Records from a data collection
Begin
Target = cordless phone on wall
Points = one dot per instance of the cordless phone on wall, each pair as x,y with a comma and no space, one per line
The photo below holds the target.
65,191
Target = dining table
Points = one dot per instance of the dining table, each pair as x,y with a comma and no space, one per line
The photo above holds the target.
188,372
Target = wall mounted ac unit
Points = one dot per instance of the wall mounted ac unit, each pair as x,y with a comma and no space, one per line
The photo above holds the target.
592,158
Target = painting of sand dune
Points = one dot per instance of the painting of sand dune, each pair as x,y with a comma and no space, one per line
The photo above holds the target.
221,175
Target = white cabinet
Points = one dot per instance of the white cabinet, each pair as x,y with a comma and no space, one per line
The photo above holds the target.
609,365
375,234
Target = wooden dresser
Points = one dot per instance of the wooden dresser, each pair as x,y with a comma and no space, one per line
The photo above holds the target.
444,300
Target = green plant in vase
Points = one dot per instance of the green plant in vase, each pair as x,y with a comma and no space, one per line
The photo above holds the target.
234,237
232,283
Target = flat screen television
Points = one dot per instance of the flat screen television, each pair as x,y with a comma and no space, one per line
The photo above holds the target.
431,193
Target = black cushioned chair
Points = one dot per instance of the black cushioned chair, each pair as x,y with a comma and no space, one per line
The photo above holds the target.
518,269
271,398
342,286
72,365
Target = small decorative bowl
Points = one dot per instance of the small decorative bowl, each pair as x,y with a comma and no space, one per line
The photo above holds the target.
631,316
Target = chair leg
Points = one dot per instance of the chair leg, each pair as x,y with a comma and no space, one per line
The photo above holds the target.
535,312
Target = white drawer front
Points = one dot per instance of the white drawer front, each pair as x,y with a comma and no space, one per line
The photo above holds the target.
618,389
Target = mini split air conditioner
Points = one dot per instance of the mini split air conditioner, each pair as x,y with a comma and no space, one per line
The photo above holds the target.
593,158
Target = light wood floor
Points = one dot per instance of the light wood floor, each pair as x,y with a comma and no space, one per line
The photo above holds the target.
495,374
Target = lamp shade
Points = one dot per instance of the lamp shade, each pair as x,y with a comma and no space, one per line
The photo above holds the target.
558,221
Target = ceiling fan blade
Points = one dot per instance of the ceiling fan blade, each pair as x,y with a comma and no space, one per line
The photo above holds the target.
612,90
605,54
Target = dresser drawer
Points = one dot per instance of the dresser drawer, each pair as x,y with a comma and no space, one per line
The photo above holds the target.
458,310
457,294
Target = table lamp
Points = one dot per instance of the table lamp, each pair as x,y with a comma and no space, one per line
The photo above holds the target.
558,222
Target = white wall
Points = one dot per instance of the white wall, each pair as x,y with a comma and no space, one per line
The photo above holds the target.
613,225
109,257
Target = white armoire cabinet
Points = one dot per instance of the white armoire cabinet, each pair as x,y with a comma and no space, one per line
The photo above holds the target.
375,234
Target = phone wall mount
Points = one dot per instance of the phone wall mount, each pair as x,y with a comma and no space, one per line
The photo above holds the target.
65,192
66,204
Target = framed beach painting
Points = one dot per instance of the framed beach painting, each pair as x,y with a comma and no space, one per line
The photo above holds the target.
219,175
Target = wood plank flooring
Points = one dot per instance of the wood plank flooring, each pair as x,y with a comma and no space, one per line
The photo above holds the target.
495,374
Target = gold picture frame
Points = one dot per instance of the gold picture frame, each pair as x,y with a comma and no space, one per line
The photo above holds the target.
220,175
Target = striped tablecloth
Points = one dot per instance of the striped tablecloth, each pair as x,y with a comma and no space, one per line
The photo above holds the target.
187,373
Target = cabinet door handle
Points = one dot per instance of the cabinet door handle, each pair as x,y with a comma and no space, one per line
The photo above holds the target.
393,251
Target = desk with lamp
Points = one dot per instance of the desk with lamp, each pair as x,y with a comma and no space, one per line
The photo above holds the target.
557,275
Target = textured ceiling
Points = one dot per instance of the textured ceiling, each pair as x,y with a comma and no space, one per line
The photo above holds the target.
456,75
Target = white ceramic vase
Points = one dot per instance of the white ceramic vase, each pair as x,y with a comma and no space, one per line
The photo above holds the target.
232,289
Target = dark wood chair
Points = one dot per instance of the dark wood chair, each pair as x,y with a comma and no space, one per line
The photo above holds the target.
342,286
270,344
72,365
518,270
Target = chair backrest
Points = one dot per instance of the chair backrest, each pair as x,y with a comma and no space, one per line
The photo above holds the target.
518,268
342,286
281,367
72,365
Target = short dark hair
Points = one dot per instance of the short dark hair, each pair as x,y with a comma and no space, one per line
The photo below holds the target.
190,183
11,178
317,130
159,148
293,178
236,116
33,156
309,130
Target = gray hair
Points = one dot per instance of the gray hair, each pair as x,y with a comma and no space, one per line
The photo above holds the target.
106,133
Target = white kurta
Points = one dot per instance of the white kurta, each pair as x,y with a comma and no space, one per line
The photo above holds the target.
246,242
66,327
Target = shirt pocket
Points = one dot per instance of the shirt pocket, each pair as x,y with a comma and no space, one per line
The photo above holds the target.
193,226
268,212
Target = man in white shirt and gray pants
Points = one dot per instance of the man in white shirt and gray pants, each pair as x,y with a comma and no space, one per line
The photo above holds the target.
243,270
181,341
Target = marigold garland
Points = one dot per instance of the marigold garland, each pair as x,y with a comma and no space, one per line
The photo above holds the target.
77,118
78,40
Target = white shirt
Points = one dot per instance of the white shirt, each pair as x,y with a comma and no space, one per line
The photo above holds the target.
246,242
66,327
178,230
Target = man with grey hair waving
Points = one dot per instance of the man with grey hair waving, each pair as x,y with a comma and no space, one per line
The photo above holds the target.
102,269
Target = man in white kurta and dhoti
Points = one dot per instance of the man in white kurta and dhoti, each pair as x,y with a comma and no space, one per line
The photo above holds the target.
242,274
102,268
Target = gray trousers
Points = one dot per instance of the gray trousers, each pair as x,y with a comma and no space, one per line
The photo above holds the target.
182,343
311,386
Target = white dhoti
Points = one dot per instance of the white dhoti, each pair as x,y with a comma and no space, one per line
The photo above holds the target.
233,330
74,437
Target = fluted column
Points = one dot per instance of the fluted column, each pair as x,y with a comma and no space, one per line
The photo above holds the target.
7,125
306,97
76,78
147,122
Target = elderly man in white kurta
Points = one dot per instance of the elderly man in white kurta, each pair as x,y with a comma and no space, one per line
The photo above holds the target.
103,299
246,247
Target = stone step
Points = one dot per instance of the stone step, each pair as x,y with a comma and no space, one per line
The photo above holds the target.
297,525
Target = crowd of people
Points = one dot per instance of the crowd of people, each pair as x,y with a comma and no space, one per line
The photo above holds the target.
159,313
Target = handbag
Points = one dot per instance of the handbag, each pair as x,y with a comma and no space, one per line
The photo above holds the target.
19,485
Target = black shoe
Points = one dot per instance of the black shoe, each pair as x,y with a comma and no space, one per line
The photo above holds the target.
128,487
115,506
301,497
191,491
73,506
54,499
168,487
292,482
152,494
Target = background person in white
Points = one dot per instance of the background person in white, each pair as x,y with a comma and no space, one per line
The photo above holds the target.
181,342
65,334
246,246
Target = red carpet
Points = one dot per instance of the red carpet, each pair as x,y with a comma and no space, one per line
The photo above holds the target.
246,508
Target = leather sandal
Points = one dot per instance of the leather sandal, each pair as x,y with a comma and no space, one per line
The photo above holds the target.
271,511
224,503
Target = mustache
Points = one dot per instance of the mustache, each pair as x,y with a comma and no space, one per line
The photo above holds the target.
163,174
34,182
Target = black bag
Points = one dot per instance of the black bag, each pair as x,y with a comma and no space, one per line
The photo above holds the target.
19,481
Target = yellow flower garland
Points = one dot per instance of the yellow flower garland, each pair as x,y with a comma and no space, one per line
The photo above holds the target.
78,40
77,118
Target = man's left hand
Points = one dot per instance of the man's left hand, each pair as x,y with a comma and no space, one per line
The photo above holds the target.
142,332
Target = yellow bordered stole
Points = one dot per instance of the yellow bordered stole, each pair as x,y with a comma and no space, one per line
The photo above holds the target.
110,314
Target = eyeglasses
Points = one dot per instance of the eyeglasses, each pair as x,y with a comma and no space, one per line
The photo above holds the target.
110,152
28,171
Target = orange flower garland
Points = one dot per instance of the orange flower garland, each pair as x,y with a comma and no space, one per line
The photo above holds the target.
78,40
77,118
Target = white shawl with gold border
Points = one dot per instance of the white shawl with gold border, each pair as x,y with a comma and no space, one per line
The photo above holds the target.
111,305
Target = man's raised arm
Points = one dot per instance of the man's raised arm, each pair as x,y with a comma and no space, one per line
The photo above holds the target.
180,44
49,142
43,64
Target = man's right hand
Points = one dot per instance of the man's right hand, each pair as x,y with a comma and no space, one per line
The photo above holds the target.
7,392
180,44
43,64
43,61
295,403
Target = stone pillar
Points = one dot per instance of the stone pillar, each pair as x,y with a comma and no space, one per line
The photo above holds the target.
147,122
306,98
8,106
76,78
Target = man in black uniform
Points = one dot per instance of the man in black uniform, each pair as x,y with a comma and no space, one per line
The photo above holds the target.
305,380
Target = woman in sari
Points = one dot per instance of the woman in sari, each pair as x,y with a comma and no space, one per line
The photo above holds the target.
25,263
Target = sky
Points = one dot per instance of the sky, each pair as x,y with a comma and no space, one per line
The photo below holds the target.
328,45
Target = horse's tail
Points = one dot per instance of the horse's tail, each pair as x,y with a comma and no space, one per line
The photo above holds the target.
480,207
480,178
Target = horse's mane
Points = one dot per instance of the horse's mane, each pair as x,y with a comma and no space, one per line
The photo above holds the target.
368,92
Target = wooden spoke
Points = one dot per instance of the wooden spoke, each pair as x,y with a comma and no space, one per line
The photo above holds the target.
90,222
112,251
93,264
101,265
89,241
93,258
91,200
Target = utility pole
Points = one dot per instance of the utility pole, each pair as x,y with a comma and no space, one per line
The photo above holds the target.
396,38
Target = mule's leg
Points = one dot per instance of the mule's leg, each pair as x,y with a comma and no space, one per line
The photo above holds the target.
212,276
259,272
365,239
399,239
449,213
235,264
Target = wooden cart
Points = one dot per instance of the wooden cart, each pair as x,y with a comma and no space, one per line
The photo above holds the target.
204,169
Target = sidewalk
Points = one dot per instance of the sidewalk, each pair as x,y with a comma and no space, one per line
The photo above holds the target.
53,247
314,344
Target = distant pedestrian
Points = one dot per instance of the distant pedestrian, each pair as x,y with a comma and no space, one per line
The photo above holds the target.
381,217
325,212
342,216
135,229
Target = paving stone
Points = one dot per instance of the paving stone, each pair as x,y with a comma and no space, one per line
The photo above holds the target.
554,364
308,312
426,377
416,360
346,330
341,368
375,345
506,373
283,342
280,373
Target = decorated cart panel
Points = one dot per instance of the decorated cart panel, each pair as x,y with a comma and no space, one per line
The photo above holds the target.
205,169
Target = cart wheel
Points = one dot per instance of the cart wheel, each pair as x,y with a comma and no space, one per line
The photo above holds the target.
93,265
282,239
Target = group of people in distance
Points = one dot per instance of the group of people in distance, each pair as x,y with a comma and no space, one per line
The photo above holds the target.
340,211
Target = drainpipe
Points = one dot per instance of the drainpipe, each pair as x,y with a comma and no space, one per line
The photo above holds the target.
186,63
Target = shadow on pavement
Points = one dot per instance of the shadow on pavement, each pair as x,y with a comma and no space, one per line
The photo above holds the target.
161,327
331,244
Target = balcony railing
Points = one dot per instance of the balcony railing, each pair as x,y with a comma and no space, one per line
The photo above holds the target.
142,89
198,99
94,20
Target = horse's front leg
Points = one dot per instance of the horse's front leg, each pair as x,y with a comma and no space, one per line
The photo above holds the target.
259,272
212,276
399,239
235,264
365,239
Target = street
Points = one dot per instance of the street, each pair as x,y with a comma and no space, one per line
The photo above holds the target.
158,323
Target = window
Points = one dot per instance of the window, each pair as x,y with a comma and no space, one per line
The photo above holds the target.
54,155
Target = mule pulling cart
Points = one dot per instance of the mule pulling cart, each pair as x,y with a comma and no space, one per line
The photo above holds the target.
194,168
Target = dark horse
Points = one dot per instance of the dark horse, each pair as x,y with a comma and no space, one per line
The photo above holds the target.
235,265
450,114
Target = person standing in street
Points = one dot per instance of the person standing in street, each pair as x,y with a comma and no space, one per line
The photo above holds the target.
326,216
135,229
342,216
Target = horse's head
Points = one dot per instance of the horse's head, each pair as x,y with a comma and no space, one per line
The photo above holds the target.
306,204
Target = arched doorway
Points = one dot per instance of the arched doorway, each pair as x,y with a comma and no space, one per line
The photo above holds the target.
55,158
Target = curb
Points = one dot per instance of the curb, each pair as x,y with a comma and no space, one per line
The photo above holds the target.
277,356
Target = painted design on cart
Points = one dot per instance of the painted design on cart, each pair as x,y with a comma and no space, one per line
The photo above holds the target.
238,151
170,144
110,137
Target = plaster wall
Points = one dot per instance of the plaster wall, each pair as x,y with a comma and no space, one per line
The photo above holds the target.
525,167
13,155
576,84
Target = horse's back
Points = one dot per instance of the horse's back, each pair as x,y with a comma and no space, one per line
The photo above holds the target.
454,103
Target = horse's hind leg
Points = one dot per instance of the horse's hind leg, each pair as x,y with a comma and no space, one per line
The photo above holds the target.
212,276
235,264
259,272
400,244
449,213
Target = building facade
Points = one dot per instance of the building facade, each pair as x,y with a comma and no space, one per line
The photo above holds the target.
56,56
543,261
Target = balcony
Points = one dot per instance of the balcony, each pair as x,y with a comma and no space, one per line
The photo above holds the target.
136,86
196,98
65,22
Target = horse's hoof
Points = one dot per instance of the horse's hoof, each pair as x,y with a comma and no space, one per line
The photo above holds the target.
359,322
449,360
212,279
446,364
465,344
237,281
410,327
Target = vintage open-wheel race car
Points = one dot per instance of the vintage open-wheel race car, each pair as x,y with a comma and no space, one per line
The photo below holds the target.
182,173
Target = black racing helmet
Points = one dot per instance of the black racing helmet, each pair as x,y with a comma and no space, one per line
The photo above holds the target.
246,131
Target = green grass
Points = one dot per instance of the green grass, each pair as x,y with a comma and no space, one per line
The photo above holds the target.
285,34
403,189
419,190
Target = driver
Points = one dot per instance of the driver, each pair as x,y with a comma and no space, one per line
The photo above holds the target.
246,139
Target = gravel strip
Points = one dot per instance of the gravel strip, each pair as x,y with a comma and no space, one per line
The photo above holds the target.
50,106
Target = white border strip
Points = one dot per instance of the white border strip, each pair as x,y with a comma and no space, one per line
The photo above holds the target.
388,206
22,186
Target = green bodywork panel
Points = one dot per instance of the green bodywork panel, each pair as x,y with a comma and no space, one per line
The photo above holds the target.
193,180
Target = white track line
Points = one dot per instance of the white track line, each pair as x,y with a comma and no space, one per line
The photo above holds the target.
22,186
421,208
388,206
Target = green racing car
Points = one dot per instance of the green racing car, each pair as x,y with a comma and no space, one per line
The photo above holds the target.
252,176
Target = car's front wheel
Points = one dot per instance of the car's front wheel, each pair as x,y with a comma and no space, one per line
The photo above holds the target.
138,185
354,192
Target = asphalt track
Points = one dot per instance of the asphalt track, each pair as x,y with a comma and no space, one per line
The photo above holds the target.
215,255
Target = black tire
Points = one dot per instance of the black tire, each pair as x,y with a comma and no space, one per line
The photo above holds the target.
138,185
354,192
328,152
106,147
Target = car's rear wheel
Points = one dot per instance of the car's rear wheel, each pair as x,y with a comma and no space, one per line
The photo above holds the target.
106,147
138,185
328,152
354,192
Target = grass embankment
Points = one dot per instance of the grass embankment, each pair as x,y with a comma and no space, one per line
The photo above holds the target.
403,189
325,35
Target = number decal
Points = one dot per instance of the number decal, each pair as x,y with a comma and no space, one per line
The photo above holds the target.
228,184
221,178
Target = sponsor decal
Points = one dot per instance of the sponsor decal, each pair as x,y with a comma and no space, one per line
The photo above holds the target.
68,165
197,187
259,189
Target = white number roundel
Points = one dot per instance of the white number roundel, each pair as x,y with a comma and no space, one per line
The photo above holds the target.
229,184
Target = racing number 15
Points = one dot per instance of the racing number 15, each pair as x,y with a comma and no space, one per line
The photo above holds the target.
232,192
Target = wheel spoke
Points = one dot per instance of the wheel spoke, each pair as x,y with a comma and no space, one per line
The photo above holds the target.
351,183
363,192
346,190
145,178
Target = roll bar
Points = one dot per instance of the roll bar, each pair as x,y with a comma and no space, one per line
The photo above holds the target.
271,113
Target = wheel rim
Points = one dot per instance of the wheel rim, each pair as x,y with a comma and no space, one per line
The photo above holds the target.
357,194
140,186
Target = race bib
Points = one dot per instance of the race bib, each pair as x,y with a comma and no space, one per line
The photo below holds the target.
End
Stated task: Copy out exactly the lines from the line with "Target = white number roundel" to the end of the listing, including both of those lines, and give nothing else.

The reply:
Target = white number roundel
Points = one dot per instance of the white number roundel, each pair as x,y with a comma and no space, one per line
The photo above holds the target.
229,184
Target = racing number 15
Points = one dot per instance of the racing number 15, each pair as x,y with a comma and no space, one per line
The photo above holds the target.
232,192
Target = wheel spoke
Points = one dot per instance of the wheel spoke, each pair as x,y with a comma and no space, one per line
The photo above holds the target.
351,183
363,192
346,190
145,178
Target = roll bar
Points = one dot per instance of the roll bar, each pair as x,y with a comma and no space, one per line
The photo above holds the target.
271,113
Target = wheel rim
Points = one dot per instance of the wheel rim, each pair as x,y with a comma and no space, one per line
The photo above holds the target.
357,194
140,186
Target = race bib
Points = one dot per instance of the race bib, each pair as x,y with a comma and no space, one per line
The photo below holds the target.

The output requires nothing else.